• _Written task_: Quote verbatim the part of the records below that opens with the line containing "Guideline: for every instance of the monkey tail, drop" and closes with the line containing "column 138, row 11", including both of those lines and nothing else.

----- Extracted material

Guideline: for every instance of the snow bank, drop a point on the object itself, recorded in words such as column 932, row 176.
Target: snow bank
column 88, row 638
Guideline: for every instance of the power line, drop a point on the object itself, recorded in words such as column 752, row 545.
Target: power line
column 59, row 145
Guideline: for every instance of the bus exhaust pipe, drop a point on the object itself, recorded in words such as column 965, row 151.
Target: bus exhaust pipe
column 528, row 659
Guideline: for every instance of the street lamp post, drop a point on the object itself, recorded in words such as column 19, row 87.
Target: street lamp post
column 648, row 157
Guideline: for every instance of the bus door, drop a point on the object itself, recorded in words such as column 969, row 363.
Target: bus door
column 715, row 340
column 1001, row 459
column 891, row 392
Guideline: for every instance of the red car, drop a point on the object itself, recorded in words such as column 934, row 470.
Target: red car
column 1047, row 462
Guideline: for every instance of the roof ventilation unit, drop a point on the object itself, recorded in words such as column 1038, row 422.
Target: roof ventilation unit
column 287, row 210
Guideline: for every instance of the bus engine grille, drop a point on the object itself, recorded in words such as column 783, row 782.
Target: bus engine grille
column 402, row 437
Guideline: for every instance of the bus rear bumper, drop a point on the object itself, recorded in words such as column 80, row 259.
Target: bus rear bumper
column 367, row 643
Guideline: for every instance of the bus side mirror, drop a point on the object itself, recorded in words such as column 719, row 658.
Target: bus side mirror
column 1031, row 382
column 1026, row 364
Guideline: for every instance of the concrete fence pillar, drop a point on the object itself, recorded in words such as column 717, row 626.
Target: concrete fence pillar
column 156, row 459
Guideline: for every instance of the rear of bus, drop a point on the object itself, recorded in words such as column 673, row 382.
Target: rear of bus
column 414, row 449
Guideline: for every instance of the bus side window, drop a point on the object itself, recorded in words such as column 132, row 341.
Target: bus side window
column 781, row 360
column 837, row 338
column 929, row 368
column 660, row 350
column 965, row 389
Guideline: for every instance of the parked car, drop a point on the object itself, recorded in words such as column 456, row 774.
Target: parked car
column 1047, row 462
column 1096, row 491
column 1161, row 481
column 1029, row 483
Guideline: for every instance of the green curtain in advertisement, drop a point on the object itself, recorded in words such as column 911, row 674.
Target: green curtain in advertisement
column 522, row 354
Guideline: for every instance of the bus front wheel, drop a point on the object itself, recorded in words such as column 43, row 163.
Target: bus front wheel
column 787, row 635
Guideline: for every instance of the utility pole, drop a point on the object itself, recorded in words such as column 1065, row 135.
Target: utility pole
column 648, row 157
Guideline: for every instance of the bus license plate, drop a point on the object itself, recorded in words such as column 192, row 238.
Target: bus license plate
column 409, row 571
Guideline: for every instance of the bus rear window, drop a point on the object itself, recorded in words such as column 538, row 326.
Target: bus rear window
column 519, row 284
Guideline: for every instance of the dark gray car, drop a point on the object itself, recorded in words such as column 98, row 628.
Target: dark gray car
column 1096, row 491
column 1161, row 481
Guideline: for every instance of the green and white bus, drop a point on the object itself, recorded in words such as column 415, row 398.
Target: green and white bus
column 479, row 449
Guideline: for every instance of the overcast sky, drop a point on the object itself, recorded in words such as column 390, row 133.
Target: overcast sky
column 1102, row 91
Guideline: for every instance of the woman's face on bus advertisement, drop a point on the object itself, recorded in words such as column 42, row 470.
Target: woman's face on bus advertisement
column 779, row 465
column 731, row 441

----------
----- Extracted material

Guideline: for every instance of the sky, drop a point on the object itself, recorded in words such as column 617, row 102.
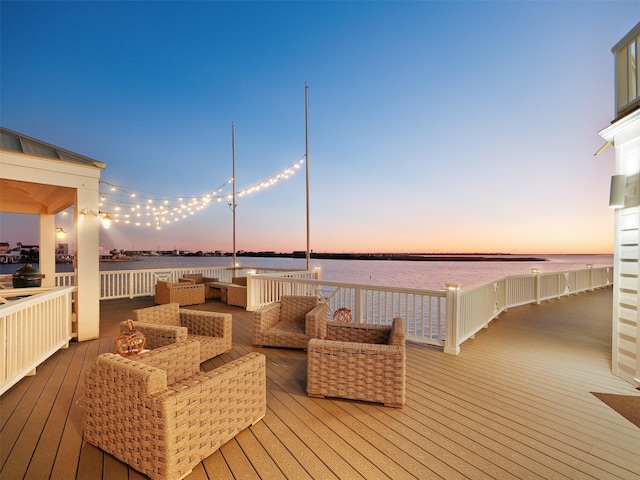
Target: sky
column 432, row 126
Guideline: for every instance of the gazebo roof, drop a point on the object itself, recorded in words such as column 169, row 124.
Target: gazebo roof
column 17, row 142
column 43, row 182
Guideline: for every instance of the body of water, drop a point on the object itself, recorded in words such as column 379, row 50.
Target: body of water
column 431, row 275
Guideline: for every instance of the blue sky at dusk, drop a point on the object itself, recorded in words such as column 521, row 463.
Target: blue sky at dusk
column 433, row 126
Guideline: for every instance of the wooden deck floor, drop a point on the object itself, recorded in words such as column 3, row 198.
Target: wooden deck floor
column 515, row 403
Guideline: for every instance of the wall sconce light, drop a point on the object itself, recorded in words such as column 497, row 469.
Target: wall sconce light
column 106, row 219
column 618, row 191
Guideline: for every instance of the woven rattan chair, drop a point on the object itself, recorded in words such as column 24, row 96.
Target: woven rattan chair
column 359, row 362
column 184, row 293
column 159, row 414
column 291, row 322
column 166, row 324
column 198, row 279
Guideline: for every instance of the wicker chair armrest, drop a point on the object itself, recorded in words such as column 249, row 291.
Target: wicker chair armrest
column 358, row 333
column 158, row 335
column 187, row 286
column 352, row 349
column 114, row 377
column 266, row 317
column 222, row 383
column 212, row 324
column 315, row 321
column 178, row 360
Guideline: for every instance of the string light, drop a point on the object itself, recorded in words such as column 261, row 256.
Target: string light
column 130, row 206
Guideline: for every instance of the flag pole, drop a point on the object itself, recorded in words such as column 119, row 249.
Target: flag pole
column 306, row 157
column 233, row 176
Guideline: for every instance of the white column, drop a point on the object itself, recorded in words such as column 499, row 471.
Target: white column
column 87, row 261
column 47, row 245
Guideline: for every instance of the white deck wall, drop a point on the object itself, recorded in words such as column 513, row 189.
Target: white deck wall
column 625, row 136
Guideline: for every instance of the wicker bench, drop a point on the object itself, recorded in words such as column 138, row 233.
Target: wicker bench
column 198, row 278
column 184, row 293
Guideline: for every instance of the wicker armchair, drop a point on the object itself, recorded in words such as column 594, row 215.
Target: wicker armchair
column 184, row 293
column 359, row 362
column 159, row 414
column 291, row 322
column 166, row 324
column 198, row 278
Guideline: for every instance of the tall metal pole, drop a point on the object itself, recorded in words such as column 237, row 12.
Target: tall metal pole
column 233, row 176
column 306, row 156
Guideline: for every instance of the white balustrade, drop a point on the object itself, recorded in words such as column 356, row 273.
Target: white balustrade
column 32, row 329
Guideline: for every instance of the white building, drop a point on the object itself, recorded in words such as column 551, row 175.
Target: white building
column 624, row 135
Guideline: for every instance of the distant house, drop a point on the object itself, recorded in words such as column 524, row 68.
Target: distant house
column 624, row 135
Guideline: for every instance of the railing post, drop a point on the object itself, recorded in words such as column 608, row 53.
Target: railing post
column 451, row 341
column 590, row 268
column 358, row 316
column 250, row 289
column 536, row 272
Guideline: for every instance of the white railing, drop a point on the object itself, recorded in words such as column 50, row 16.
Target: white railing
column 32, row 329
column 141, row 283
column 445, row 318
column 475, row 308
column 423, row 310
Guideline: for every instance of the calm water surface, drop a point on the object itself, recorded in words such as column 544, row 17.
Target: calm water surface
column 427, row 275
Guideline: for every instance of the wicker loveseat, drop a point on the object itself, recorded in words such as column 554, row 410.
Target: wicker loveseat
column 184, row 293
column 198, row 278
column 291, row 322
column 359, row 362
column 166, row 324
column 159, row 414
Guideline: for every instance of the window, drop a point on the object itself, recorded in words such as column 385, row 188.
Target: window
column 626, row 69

----------
----- Extracted material

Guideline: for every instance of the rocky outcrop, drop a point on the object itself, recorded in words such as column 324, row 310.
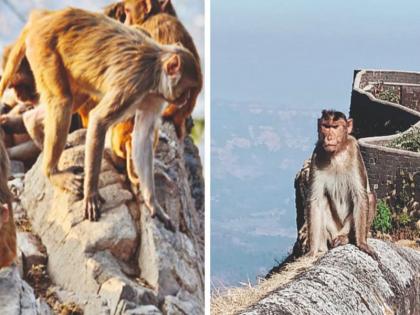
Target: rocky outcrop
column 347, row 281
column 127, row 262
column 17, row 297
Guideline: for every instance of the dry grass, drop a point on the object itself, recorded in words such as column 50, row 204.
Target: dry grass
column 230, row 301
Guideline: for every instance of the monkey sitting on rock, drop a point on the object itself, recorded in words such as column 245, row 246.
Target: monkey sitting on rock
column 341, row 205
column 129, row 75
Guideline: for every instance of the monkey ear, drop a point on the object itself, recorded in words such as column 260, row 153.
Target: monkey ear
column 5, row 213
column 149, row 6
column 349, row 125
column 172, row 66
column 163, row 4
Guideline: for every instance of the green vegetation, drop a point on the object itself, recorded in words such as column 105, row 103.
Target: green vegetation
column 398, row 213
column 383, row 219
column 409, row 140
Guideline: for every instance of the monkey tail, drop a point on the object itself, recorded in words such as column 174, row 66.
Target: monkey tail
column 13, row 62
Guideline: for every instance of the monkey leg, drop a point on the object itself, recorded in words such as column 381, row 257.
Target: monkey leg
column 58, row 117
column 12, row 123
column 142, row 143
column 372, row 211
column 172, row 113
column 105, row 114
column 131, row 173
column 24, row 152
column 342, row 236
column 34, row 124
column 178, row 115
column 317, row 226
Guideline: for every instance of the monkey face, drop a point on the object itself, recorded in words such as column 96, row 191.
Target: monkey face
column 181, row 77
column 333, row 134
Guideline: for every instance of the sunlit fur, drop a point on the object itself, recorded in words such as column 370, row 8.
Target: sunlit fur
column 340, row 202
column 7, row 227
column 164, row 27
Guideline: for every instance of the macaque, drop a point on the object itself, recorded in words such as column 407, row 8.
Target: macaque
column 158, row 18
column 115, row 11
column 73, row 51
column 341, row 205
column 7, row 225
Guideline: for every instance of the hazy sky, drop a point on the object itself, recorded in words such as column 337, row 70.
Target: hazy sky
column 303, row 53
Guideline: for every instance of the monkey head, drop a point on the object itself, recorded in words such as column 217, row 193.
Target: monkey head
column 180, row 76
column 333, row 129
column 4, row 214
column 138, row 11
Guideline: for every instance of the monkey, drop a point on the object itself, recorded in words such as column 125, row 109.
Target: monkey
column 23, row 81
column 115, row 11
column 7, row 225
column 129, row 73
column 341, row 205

----------

• _Output of the task_:
Guideline: for every instance of the monkey tail, drop a point on the object itself, recorded in words such as column 174, row 66.
Target: monkey tail
column 13, row 62
Guideline: for every instance of the monkey leg, drop a point on the object itself, recorded in words such as column 381, row 257.
Target: monkey leg
column 58, row 117
column 12, row 123
column 142, row 143
column 372, row 211
column 172, row 113
column 105, row 114
column 131, row 173
column 24, row 152
column 342, row 236
column 34, row 124
column 178, row 115
column 317, row 226
Guideline: for every instance of the monkey face, drop a point on the object itself, recorded in words such as column 96, row 191.
Target: monkey face
column 181, row 77
column 333, row 134
Guideline: for every instance of the sunlit fur, drop a point on the object itself, recorded in words such as column 370, row 8.
Target: sunlit fur
column 340, row 202
column 7, row 227
column 164, row 27
Guideline: for every instance of the macaque, drop a point on the object itself, recorded in words such as column 407, row 8.
Target: macaque
column 158, row 18
column 115, row 11
column 73, row 51
column 341, row 205
column 7, row 225
Guideline: for every instance of the hazy sky, drop a point on the object itself, recorded in words such as column 337, row 70.
Target: hazy sky
column 303, row 53
Guideline: for every instance of the monkey head, drop a point on the object itself, recorded in words such as column 217, row 193.
Target: monkey head
column 180, row 76
column 333, row 129
column 4, row 214
column 138, row 11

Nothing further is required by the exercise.